> Task description: Everything in the data should be repeated exactly, save for the images.

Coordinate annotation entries
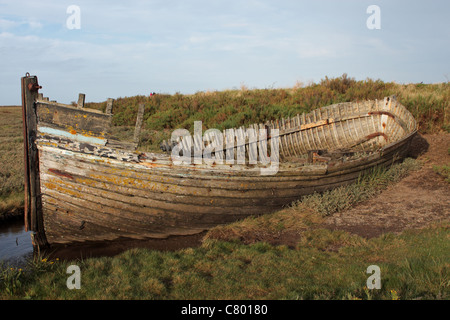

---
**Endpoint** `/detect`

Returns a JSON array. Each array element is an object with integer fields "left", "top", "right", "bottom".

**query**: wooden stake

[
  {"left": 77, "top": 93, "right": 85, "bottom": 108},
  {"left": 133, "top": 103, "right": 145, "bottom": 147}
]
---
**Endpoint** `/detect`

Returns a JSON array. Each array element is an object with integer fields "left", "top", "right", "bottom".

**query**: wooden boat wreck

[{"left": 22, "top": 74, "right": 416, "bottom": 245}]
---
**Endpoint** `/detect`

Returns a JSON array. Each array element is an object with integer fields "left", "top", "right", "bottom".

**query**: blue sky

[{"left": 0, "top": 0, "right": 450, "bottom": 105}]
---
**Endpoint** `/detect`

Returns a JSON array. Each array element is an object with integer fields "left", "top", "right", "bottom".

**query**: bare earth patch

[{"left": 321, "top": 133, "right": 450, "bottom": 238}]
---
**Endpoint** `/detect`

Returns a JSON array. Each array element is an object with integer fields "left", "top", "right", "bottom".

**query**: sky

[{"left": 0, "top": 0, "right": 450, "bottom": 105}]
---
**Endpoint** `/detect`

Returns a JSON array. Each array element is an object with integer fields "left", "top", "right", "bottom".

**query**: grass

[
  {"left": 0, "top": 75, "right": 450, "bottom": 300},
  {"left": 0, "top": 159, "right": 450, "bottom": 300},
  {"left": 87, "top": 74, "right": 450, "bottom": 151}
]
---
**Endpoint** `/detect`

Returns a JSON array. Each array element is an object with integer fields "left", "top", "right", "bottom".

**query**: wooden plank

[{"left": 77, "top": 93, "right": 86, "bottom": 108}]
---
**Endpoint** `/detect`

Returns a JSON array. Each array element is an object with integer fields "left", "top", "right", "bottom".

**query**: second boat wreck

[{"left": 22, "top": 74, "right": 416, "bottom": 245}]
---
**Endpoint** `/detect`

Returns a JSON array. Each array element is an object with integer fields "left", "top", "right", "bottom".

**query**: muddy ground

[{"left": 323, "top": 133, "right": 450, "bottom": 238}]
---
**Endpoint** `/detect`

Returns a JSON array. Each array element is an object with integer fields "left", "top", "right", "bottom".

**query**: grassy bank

> The reply:
---
**Endpoint** `/detect`

Returns a JSON array. Each array element is an object with integer fields "left", "top", "right", "bottom".

**query**: wooden stake

[
  {"left": 77, "top": 93, "right": 85, "bottom": 108},
  {"left": 133, "top": 103, "right": 145, "bottom": 147}
]
---
**Endpoint** `/detect`

Returns a JSON array. Each array element is an object with integer fields "left", "top", "right", "bottom".

**query**: wooden boat wreck

[{"left": 22, "top": 74, "right": 416, "bottom": 245}]
---
**Endpoint** `/detect`

Returns a JSON array. Each array element is an object with integer fields "left", "top", "right", "bottom".

**query**: blue sky

[{"left": 0, "top": 0, "right": 450, "bottom": 105}]
---
**Endpoint** `/detect`

Returns a JSON array. Each array element is an object with integer fields "left", "top", "right", "bottom".

**query**: bare earth patch

[{"left": 321, "top": 133, "right": 450, "bottom": 238}]
---
**Endpoint** `/detect`

Returns a JSON array. Each array element is an object with integer fields "left", "top", "right", "bottom".

**query**: sky

[{"left": 0, "top": 0, "right": 450, "bottom": 105}]
---
**Endpoint** `/detect`

Returns a JSON array. Each array element is an object with integer fields "left", "top", "right", "bottom".

**query**: grass

[
  {"left": 0, "top": 75, "right": 450, "bottom": 300},
  {"left": 0, "top": 159, "right": 450, "bottom": 300},
  {"left": 87, "top": 74, "right": 450, "bottom": 151}
]
---
**Endpoint** `/detect`

Returns a JSON array. Each array element is an object with integer fields "left", "top", "right", "bottom".

**query**: wooden plank

[{"left": 77, "top": 93, "right": 86, "bottom": 108}]
---
**Endpoint** `/detect`

Returns a JSON array. Each array element is an object with integer fields "left", "top", "right", "bottom".

**query**: second boat wreck

[{"left": 22, "top": 74, "right": 416, "bottom": 245}]
---
**Endpoint** `/detect`

Returns a JSON array. Each array element is an object with integer fields "left", "top", "right", "bottom".

**query**: muddy ground

[{"left": 323, "top": 133, "right": 450, "bottom": 238}]
---
**Endpoint** `/detect`

Returns a JSON array. Each array element is an object with integer fields "left", "top", "right", "bottom".

**query**: grassy bank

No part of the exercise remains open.